• TO DO:
Please swap "bounding box" for "rectangle" and write out the entries again, starting with the line with "is the water" and going on through the end of the entries. Leave everything else unchanged.

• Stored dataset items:
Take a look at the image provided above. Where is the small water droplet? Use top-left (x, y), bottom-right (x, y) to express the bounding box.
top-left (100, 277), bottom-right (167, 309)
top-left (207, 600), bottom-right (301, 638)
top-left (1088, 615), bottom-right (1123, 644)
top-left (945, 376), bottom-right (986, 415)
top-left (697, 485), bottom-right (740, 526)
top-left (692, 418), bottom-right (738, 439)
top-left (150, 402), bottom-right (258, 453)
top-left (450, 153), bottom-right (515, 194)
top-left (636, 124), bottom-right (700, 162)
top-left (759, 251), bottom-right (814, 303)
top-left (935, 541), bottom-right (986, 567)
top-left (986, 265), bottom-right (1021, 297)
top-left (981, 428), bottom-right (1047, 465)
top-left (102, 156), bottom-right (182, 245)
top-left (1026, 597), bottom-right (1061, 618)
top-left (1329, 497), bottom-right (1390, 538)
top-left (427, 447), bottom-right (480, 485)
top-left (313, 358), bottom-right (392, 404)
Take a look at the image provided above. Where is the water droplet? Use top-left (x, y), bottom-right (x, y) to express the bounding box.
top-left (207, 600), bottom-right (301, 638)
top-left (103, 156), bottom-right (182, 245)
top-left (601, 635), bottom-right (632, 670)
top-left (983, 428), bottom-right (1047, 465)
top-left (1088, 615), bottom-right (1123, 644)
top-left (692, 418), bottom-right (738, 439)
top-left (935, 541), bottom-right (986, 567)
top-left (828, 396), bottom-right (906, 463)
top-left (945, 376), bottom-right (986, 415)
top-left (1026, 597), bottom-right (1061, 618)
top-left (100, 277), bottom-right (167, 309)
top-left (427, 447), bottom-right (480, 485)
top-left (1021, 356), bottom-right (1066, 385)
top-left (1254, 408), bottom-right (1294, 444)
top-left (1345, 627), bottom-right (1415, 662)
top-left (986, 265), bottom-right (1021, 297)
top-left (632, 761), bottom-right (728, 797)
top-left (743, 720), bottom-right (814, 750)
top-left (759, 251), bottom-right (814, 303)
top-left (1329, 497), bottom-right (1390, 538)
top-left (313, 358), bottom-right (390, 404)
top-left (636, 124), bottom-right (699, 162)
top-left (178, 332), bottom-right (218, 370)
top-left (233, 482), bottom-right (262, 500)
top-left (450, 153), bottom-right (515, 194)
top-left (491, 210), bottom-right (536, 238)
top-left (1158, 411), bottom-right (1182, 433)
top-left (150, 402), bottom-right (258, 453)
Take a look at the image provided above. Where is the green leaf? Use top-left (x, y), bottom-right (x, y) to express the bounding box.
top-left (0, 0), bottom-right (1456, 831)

• EXERCISE RESPONSE:
Take a look at the image provided above. Where is the water droplet? Use top-left (x, y), bottom-right (x, y) to express the rectangle.
top-left (207, 600), bottom-right (301, 638)
top-left (103, 156), bottom-right (182, 245)
top-left (601, 635), bottom-right (632, 670)
top-left (983, 428), bottom-right (1047, 465)
top-left (1088, 615), bottom-right (1123, 644)
top-left (692, 418), bottom-right (738, 439)
top-left (935, 541), bottom-right (986, 567)
top-left (828, 396), bottom-right (906, 463)
top-left (945, 376), bottom-right (986, 415)
top-left (1026, 597), bottom-right (1061, 618)
top-left (100, 277), bottom-right (167, 309)
top-left (427, 447), bottom-right (480, 485)
top-left (1021, 356), bottom-right (1066, 385)
top-left (1254, 408), bottom-right (1294, 444)
top-left (1345, 627), bottom-right (1415, 662)
top-left (986, 265), bottom-right (1021, 297)
top-left (632, 761), bottom-right (728, 797)
top-left (743, 720), bottom-right (814, 750)
top-left (759, 251), bottom-right (814, 303)
top-left (1329, 497), bottom-right (1390, 538)
top-left (313, 358), bottom-right (390, 404)
top-left (636, 124), bottom-right (699, 162)
top-left (178, 332), bottom-right (218, 370)
top-left (233, 482), bottom-right (262, 500)
top-left (450, 153), bottom-right (515, 194)
top-left (491, 210), bottom-right (536, 238)
top-left (1158, 411), bottom-right (1182, 433)
top-left (150, 402), bottom-right (258, 453)
Take a look at the image provided above. Where is the green leaf? Use top-left (x, y), bottom-right (x, y) to express the rectangle.
top-left (0, 0), bottom-right (1456, 831)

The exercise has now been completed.